> _ТЕКСТ_
◇ ◇ ◇

Пришла Дуня. Она видела сон — под большим деревом я варил кофе и пролил его на себя. Рядом стоял шофер,— вроде Дементьева. К чему это? Дуня говорит — к хорошему.
Ан оно хорошее-то и пришло, пока была у нас еще Дуня.
Позвонили из Союза писателей и попросили у меня экземпляры романа “Проспект Ильича” — “Как можно больше, т.к. роман выставляется на Сталинскую премию”212. Тамара — нахал! — сказала, что есть один экземпляр, его можно дать в четверг и если им хочется читать, то пусть перепечатают.
В Сибири был у меня знакомый писатель Ант[он] Сорокин213, принесший мне много пользы, а того более вреда. Ему казалось, что обычными путями в литературу не пройдешь. И поэтому он, живя в Омске, прибегал к рекламе, называл себя “Великим сибирским писателем”, печатал свои деньги, имел марку — горящую свечу. Однажды он напечатал визитные карточки. Под своей фамилией он велел тиснуть — “Кандидат Нобелевской премии”.
214
Я сказал ему: “Позвольте, Антон Семенович, но ведь вы не получали Нобелевскую премию”.— Он, криво улыбаясь в подстриженные усы, ответил: “А я и не говорю, что получил. У меня напечатано — кандидат, а кандидатом себя всякий объявить может”.
Боюсь, что “Союз писателей” заказывает мне на визитной карточке припечатку — “Кандидат Сталинской премии”.
Из 43-х тыс., полученных мной за “А[лександра] Пархоменко”, вычли 20 тыс. налогу и долгов. Но и тому, конечно, я обрадовался сильно. У меня никогда на текущем счету не лежало 20 тысяч. К сожалению, что купишь на 20 тысяч. Можно купить 20 хороших альбомов по искусству. Я бы купил, да Тамара не разрешит.
Исправил, наконец, роман.

◇ ◇ ◇

> _ИСХОДНЫЕ ДАННЫЕ_
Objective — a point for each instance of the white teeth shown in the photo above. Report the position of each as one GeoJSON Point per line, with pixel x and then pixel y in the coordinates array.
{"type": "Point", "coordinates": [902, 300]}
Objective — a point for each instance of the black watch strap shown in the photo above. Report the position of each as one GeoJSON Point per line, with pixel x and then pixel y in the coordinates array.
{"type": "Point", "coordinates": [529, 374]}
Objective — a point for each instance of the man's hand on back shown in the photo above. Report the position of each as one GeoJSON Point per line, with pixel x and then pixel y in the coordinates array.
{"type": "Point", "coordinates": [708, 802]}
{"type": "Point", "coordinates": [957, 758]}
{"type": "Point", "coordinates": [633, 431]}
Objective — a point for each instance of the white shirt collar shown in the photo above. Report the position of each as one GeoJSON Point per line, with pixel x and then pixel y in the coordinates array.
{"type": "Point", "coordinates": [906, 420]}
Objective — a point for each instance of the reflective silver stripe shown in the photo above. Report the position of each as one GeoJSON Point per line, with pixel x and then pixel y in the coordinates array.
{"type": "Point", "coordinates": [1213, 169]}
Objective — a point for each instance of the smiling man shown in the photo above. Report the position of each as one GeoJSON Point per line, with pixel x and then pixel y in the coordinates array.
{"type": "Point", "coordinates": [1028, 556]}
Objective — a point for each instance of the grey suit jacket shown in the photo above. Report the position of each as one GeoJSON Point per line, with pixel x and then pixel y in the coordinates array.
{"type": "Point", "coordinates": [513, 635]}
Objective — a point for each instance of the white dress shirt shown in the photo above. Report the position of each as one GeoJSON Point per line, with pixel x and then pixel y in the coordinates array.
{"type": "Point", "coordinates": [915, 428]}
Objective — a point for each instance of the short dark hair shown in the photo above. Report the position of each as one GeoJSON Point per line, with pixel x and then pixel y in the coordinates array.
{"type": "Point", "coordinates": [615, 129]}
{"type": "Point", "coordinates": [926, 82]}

◇ ◇ ◇

> _ЗАДАНИЯ_
**A.** Перенесите строки, начиная со строки, содержащей «Objective — a point for each instance of the white dress», и заканчивая самой последней строкой в конце. Повторите их полностью вместе с запросами, но прибавьте 44 к каждой координате x и y в ответах.
**B.** Продолжите дневниковый текст о выдвижении романа на премию, начав сразу после его последней фразы.

> _ОТВЕТЫ_
**A.**
Objective — a point for each instance of the white dress shirt shown in the photo above. Report the position of each as one GeoJSON Point per line, with pixel x and then pixel y in the coordinates array.
{"type": "Point", "coordinates": [959, 472]}
Objective — a point for each instance of the short dark hair shown in the photo above. Report the position of each as one GeoJSON Point per line, with pixel x and then pixel y in the coordinates array.
{"type": "Point", "coordinates": [659, 173]}
{"type": "Point", "coordinates": [970, 126]}

**B.**
Из... черт ее знает, не то Пермь, не то Вятка! ... приехал А.Мариенгоф214. Вошел походкой уже мельтешащей, в костюмчике уже смятом и не европейском, уже сгорбленный, вернее сутулящийся. Лицо красноватое, того момента, когда кожа начинает приобретать старческую окраску. Глаза сузились. Боже мой, смотришь на людей и кажется, что состарилась за один год на целое столетие вся страна. Состарилась, да кажется, не поумнела! Недаром же в этой стране родился такой сатирик — Салтыков-Щедрин — перед которым и Свифт, и Рабле, а тем более Вольтер, щенки в сравнении с догом.
Темный двор. Темнейшая лестница. Идем, держась за перила. Зажигаем спички и стараемся, экономя спички, при свете этой тонкой щепочки разглядеть возможно больше этажей. Нашел номер квартиры. Дверь на замок не заперта. Отворяем. Длинный темный коридор. Налево — двери. Там живут. Направо — ниши, в них две ступеньки вверх почему-то,— и там тоже двери, тоже живут. Дом лишен электричества. Открываем дверь,— посередине комнаты печечка и в ней чуть-чуть светит огонек. Вокруг печки — люди.— “Нет, здесь не живет”,— отвечает либо женский, либо старческий голос. В другой комнате и печки нет. Светит коптилка. Вокруг коптилки — люди.— “Нет, здесь не живет”. А вокруг снега, утопающие во тьме, голод, мороз, война. Ух, страшно на Руси, Михаил Евграфович!
9. [XII]. Среда.
Магазин. На бумажке написано крупно — “Сегодня по карточкам — "жиры" и "мясо" будут выдавать”... Дальнейшее оторвано
215
и мы сразу переходим к другому сообщению о докладе — “Вера в победу”. Почти анекдот?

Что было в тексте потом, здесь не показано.